[Dataset excerpts on object pointing]
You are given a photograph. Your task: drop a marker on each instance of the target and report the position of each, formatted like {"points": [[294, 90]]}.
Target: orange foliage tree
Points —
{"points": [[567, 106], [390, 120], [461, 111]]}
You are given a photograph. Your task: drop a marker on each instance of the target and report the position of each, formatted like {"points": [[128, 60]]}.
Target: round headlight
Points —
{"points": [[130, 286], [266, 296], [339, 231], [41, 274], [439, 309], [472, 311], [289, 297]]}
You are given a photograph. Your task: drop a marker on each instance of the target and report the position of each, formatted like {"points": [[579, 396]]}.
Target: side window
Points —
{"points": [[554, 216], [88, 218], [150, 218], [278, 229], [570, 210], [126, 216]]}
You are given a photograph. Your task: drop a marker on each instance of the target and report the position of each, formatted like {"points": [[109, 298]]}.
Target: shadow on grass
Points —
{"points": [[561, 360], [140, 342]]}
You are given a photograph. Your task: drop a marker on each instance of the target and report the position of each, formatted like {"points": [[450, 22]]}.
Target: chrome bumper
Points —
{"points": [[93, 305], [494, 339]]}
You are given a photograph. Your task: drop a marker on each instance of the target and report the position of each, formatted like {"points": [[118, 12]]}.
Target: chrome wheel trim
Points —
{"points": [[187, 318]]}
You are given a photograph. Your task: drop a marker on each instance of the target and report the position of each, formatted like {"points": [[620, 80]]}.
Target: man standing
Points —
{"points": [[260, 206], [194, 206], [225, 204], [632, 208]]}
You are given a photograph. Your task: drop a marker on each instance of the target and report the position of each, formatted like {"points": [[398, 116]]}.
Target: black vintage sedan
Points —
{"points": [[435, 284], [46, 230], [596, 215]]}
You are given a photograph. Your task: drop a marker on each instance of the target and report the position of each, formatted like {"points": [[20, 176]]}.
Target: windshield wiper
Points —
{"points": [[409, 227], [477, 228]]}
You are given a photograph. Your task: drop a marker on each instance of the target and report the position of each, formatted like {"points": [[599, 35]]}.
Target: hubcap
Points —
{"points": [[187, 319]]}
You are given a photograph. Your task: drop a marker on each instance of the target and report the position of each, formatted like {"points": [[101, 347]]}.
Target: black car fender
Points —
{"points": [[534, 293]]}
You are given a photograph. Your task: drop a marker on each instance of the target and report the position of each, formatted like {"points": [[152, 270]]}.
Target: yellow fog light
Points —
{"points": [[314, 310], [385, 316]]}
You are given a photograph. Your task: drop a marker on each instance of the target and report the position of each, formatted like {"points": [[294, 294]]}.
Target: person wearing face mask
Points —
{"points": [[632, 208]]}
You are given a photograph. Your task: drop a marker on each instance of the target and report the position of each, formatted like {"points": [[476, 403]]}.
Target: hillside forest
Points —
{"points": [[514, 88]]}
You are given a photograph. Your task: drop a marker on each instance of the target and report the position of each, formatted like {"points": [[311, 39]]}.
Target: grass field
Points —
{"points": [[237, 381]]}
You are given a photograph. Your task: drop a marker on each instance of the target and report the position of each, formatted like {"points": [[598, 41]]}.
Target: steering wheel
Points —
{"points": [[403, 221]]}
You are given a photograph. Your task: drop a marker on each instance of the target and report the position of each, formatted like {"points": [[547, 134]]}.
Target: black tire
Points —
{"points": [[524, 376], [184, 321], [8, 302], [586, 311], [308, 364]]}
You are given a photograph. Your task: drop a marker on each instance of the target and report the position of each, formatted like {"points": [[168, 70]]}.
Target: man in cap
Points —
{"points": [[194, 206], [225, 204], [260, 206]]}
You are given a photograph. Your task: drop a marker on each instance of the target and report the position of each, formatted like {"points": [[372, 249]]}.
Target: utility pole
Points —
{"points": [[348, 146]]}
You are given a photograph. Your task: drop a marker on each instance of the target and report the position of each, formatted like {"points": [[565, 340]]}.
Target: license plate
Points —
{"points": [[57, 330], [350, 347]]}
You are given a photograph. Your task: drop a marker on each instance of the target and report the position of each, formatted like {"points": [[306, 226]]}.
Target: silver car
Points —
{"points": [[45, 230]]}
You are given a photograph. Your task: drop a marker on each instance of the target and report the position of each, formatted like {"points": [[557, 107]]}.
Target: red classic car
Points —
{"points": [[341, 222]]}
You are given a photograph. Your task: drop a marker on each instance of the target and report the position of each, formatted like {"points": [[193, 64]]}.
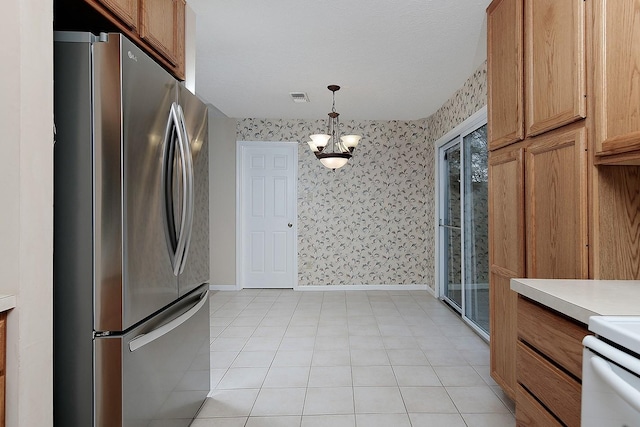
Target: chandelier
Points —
{"points": [[341, 147]]}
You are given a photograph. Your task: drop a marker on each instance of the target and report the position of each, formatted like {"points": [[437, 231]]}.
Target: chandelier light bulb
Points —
{"points": [[350, 141], [320, 140], [334, 162]]}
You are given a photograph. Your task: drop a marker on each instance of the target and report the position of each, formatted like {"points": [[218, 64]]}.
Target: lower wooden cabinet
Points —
{"points": [[548, 366]]}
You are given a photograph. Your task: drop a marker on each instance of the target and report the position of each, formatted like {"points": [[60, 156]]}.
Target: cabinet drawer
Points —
{"points": [[552, 334], [555, 389], [531, 413]]}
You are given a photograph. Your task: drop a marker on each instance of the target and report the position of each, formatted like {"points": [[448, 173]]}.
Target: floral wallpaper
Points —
{"points": [[372, 221]]}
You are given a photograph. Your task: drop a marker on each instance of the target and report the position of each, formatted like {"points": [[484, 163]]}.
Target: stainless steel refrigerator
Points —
{"points": [[131, 239]]}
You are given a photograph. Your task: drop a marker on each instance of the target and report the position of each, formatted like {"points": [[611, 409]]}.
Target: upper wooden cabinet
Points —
{"points": [[505, 62], [125, 10], [536, 67], [162, 26], [616, 87], [556, 205], [156, 26], [555, 89]]}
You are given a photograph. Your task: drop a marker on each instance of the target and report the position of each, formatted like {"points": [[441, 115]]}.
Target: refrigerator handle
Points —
{"points": [[189, 187], [176, 242], [144, 339]]}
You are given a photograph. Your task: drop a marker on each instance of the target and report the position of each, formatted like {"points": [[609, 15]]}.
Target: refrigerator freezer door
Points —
{"points": [[133, 97], [166, 380], [196, 268]]}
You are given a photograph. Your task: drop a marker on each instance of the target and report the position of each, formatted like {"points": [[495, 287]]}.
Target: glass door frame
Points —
{"points": [[452, 138]]}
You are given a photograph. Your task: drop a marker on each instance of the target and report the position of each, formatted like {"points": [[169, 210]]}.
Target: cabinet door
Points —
{"points": [[554, 64], [616, 79], [556, 205], [506, 257], [161, 23], [125, 10], [504, 72]]}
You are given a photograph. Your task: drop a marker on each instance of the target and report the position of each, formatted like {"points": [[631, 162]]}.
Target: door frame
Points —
{"points": [[240, 146], [476, 120]]}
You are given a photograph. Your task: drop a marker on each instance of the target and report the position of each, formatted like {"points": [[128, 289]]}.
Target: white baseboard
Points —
{"points": [[312, 288], [222, 287], [326, 288]]}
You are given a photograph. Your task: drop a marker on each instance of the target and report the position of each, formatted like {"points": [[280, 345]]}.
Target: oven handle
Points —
{"points": [[627, 392]]}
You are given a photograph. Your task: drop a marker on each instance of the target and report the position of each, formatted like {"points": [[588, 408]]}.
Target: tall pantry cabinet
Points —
{"points": [[563, 107], [538, 228]]}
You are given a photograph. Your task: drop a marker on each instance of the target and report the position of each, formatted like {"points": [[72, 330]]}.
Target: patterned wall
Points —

#### REQUIRED TASK
From the records given above, reproduce all text exactly and exclude each picture.

#### ANSWER FOR THIS EXERCISE
You are given a photograph. Your task: drop a marker on each instance of the target and report the position of each, formatted like {"points": [[294, 90]]}.
Target: orange foliage tree
Points —
{"points": [[567, 106], [390, 120], [461, 111]]}
You are given a photograph. Your task: drop a marker on each instance of the target and report the position of each, formatted like {"points": [[128, 60]]}.
Target: round headlight
Points —
{"points": [[130, 286], [266, 296], [339, 231], [41, 274], [439, 309], [472, 311], [289, 297]]}
You are given a photograph. Your task: drop a marker on each instance of the target and report the position of each, formatted like {"points": [[579, 396]]}.
Target: side window
Points —
{"points": [[554, 216], [88, 218], [150, 218], [278, 229], [570, 210], [126, 216]]}
You are given a photograph. Your task: drop a marker on each instance of the target and report the position of each, formatted like {"points": [[109, 298]]}.
Target: shadow on grass
Points —
{"points": [[561, 360], [140, 342]]}
You are given a photograph. Your task: drop a marker on each instance of the target and report the position of each, formatted like {"points": [[450, 22]]}.
Target: chrome bumper
Points —
{"points": [[93, 305], [494, 339]]}
You are given a photograph. Your task: drop a marker on each instance of the target and report the position of each, formatted like {"points": [[118, 12]]}.
Target: chrome wheel trim
Points —
{"points": [[187, 318]]}
You are given a photograph. Your task: drop a marker on each instance of the target and report the position of each, formatted like {"points": [[620, 80]]}.
Target: man standing
Points —
{"points": [[260, 206], [194, 206], [225, 204], [632, 208]]}
You are given a photograph. Your task: drop a marker on each instance of the target and report the position of each, formatted like {"points": [[398, 116]]}.
Target: black vintage sedan
Points —
{"points": [[435, 284], [46, 230], [596, 215]]}
You are given a photograph. Your task: drop a marker on each instance of the target and report the position of each, formatted like {"points": [[20, 176]]}.
Target: windshield wiper
Points —
{"points": [[409, 227], [477, 228]]}
You are given a photograph. Your task: drop a marker on each instance of the target and report the position of each, formatted like {"points": [[599, 35]]}.
Target: hubcap
Points —
{"points": [[187, 319]]}
You are given a photograph. Your task: drop a marker on each instance of the target and report the position of each, formatted like {"points": [[101, 347]]}.
Target: black car fender
Points —
{"points": [[534, 293]]}
You are given a photograph. Your task: drop a marker on each instance of the target and report the position of each, formatted like {"points": [[152, 270]]}.
Target: yellow fog light
Points —
{"points": [[314, 310], [385, 316]]}
You are given a photograph. Your task: drop a marker on each instance of the target and report the position of each, formatted like {"points": [[294, 294]]}.
Target: person wearing face mask
Points —
{"points": [[632, 208]]}
You are given a photograph. Your task: drop a marker on each instance of the target and report the position of each, formatted like {"points": [[476, 403]]}.
Target: hillside forest
Points —
{"points": [[514, 88]]}
You are given a photograph. Your task: drop a marker on each instance of the target and report the position of each, formatted like {"points": [[311, 39]]}.
Target: grass field
Points —
{"points": [[237, 381]]}
You are given a photograph. Your task: drop a marker on each instance of the target and report the position of each, formatted like {"points": [[598, 41]]}.
Target: steering wheel
Points —
{"points": [[403, 221]]}
You are given a photograph. Your task: drop a marker on each instance of the target and report the position of each, formatted like {"points": [[547, 134]]}.
Target: black tire
Points —
{"points": [[524, 376], [184, 321], [8, 302], [586, 311], [308, 364]]}
You are given a photograph. Your task: drop a marker on each instance of the target and report the position of each, formatted like {"points": [[168, 70]]}.
Target: man in cap
Points —
{"points": [[194, 206], [225, 204], [260, 206]]}
You are given a photograph. Your task: drop a marker on each instance of the target and report the position of each, formatted like {"points": [[372, 249]]}.
Target: utility pole
Points —
{"points": [[348, 146]]}
You are given a photograph. Your task: drop a marker on each instance of the target and report the position of each, formatted like {"points": [[565, 340]]}.
Target: license plate
Points —
{"points": [[57, 330], [350, 347]]}
You are given a photograph. Your task: drop a marker on each instance of the target and report the position of each, formatted like {"points": [[306, 226]]}.
Target: silver car
Points —
{"points": [[45, 230]]}
You are given a photograph. Your task: drop a marker on each instance of the target and report the position of each, formatted like {"points": [[557, 107]]}.
Target: red classic car
Points —
{"points": [[341, 222]]}
You are given a photograph. Your task: drop a marker on each instance of the target and report the position of each, formatted like {"points": [[193, 64]]}.
Target: chandelier
Points —
{"points": [[341, 147]]}
You are given a photograph. Your task: drop a marker on each instance of the target and report the position of each, formatted like {"points": [[437, 231]]}.
Target: chandelier light bulb
Points —
{"points": [[350, 141], [320, 140], [334, 162]]}
You are given a photograph. Your task: drop a marker on each instance of the target and report the position of each, formatted like {"points": [[218, 64]]}.
Target: lower wooden cabinet
Points —
{"points": [[548, 366]]}
You are given a photograph. Your task: drop a marker on each instance of the target and report the position of each, formatted like {"points": [[60, 156]]}.
Target: cabinet drawer
Points —
{"points": [[552, 334], [555, 389], [531, 413]]}
You are given a photograph. Your task: drop a marker on each instance of the target and report the position of each, formatted like {"points": [[448, 173]]}.
Target: floral wallpaper
Points —
{"points": [[372, 221]]}
You are given a photograph. Your task: drop a marker on each instance of the target and report the position of each, formatted like {"points": [[484, 163]]}.
Target: stainless steel refrigerator
Points —
{"points": [[131, 239]]}
You are given a photograph. Your task: drop a marker on each instance of the target and report the position of each, formatted like {"points": [[611, 409]]}.
Target: upper wooden cabinet
Points —
{"points": [[505, 62], [125, 10], [536, 67], [162, 26], [616, 87], [556, 205], [156, 26], [555, 89]]}
You are given a photograph. Your task: drop a marker on each instance of the target and report the position of each, formatted like {"points": [[441, 115]]}.
Target: refrigerator handle
Points —
{"points": [[189, 187], [176, 242], [144, 339]]}
You are given a photograph. Your task: drop a marker on each instance of the target and report the position of each, formatted like {"points": [[609, 15]]}.
Target: refrigerator freezer door
Points —
{"points": [[133, 97], [166, 380], [196, 268]]}
You are given a photograph. Your task: drop a marker on each instance of the target and report the position of each, formatted like {"points": [[495, 287]]}.
Target: glass door frame
Points —
{"points": [[452, 138]]}
You are given a photograph. Your task: drop a marker on each instance of the target and report the position of each, formatted like {"points": [[169, 210]]}.
Target: cabinet door
Points —
{"points": [[554, 64], [616, 79], [556, 205], [506, 257], [161, 23], [125, 10], [504, 72]]}
You are given a photograph. Your task: drop a marker on each instance of the target and report the position of each, formatted like {"points": [[631, 162]]}.
Target: door frame
Points —
{"points": [[240, 146], [476, 120]]}
You are given a photograph. Your task: drop a marker on each instance of the target and report the position of each, formatted like {"points": [[128, 289]]}.
Target: white baseboard
Points —
{"points": [[312, 288], [222, 287], [326, 288]]}
You are given a photograph. Your task: drop a marker on each instance of the target and report the position of each, formatted like {"points": [[280, 345]]}.
Target: oven handle
Points —
{"points": [[627, 392]]}
You are given a photograph. Your task: drop a marker on each instance of the target and report the position of each, formatted like {"points": [[588, 408]]}.
Target: tall pantry cabinet
Points —
{"points": [[563, 107], [538, 228]]}
You are given a photograph. Your task: drop a marker on each instance of the target and report the position of each, formatted like {"points": [[72, 330]]}.
Target: patterned wall
Points —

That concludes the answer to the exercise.